◆ Written exercise
Transcribe the stretch of the passage on the chief customer officer role from "Jeanne Bliss, a" through "they do business.", copying it word for word.

Jeanne Bliss, a customer experience expert and Chief Customer Officer coach, recently did a webinar with Vision Critical on the rise of the chief customer officer. It’s not a new role; we’ve been hearing about it for a few years now. But maybe now, as customers become ever more empowered, organizations need to think about what it means to be customer centric and how that translates to how they do business.
The need to dive more deeply into customer experience requires someone in the organization (a least one person) mandated to think about the customer first. This is the role of the Chief Customer Officer.
To get started, let’s look at Bliss’s definition of the Chief Customer Officer (CCO):
The Chief Customer Officer (or Customer Leadership Executive) works with the organization to earn the right to customer-driven growth. This leader works with the board, the C-suite and across the organization to embed behaviors and actions that unite silo-based organizations in focusing on priorities in customers’ lives. This manner of doing business honors employees and customers, resulting in a sustainable, repeatable and deliberate one-company approach to growth.

◆ Collected material
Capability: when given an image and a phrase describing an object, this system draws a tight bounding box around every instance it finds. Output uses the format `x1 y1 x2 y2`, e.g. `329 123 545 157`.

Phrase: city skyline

◆ Solved problem
Jeanne Bliss, a customer experience expert and Chief Customer Officer coach, recently did a webinar with Vision Critical on the rise of the chief customer officer. It’s not a new role; we’ve been hearing about it for a few years now. But maybe now, as customers become ever more empowered, organizations need to think about what it means to be customer centric and how that translates to how they do business.